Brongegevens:

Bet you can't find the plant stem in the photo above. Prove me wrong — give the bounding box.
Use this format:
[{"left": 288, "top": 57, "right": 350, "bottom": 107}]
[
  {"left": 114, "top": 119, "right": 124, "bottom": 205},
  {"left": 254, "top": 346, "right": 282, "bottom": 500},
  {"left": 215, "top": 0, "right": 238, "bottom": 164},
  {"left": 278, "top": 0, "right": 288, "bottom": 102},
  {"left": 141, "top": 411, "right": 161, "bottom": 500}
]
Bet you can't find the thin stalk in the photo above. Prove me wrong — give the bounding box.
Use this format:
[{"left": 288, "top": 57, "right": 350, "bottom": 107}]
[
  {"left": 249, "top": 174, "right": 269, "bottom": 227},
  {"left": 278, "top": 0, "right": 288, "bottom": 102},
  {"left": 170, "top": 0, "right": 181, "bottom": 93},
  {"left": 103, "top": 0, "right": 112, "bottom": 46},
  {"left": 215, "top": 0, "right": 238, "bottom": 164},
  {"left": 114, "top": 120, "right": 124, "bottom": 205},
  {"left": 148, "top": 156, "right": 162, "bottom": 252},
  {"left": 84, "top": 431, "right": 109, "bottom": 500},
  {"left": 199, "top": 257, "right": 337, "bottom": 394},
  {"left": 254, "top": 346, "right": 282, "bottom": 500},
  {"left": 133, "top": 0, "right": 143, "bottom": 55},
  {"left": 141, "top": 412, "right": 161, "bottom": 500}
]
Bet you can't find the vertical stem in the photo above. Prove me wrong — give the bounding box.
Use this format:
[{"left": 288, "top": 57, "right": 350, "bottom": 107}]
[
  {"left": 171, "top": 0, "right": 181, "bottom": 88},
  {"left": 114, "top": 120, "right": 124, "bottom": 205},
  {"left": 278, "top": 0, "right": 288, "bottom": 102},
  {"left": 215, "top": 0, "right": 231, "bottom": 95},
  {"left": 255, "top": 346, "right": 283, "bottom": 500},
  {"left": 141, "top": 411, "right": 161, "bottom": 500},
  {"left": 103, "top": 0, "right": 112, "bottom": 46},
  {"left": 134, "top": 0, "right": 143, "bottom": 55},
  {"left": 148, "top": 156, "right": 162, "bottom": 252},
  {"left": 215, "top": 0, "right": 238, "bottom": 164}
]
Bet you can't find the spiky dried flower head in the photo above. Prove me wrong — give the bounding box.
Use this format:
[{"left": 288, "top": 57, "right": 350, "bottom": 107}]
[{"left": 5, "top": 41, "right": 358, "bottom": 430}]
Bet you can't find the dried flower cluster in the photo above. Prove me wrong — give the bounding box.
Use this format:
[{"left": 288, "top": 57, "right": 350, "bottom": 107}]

■ **De opdracht**
Zet alle regels van de rijen hierboven alsjeblieft onder elkaar als genummerde lijst en laat lege regels weg.

■ **Resultaat oefening**
1. Bet you can't find the plant stem in the photo above. Prove me wrong — give the bounding box.
2. Use this format:
3. [{"left": 288, "top": 57, "right": 350, "bottom": 107}]
4. [
5.   {"left": 114, "top": 119, "right": 124, "bottom": 205},
6.   {"left": 254, "top": 346, "right": 282, "bottom": 500},
7.   {"left": 215, "top": 0, "right": 238, "bottom": 164},
8.   {"left": 278, "top": 0, "right": 288, "bottom": 102},
9.   {"left": 141, "top": 411, "right": 161, "bottom": 500}
10. ]
11. Bet you can't find the thin stalk in the photo above. Prove me wrong — give the bounding box.
12. Use this format:
13. [{"left": 288, "top": 57, "right": 350, "bottom": 107}]
14. [
15.   {"left": 249, "top": 174, "right": 269, "bottom": 227},
16.   {"left": 278, "top": 0, "right": 288, "bottom": 102},
17.   {"left": 170, "top": 0, "right": 181, "bottom": 93},
18.   {"left": 103, "top": 0, "right": 112, "bottom": 46},
19.   {"left": 215, "top": 0, "right": 238, "bottom": 164},
20.   {"left": 114, "top": 120, "right": 124, "bottom": 205},
21.   {"left": 148, "top": 156, "right": 162, "bottom": 252},
22.   {"left": 84, "top": 431, "right": 109, "bottom": 500},
23.   {"left": 199, "top": 257, "right": 337, "bottom": 394},
24.   {"left": 254, "top": 346, "right": 282, "bottom": 500},
25.   {"left": 133, "top": 0, "right": 143, "bottom": 55},
26.   {"left": 141, "top": 412, "right": 161, "bottom": 500}
27. ]
28. Bet you can't find the vertical stem in the photo above. Prove me wrong — give the bounding box.
29. Use this format:
30. [{"left": 288, "top": 57, "right": 350, "bottom": 107}]
31. [
32.   {"left": 171, "top": 0, "right": 181, "bottom": 88},
33.   {"left": 114, "top": 120, "right": 124, "bottom": 205},
34.   {"left": 278, "top": 0, "right": 288, "bottom": 102},
35.   {"left": 215, "top": 0, "right": 231, "bottom": 95},
36.   {"left": 255, "top": 346, "right": 283, "bottom": 500},
37.   {"left": 141, "top": 411, "right": 161, "bottom": 500},
38.   {"left": 103, "top": 0, "right": 112, "bottom": 46},
39.   {"left": 134, "top": 0, "right": 143, "bottom": 55},
40.   {"left": 148, "top": 156, "right": 162, "bottom": 252},
41.   {"left": 215, "top": 0, "right": 238, "bottom": 164}
42. ]
43. Bet you can't find the spiky dried flower head in the photo above. Prove me wrong — give the bounding box.
44. Use this format:
45. [{"left": 288, "top": 57, "right": 350, "bottom": 107}]
46. [{"left": 5, "top": 41, "right": 358, "bottom": 430}]
47. Bet you can't find the dried flower cluster in the photo above. Prove me wrong — give the bounding box.
48. Use this format:
49. [{"left": 288, "top": 57, "right": 350, "bottom": 107}]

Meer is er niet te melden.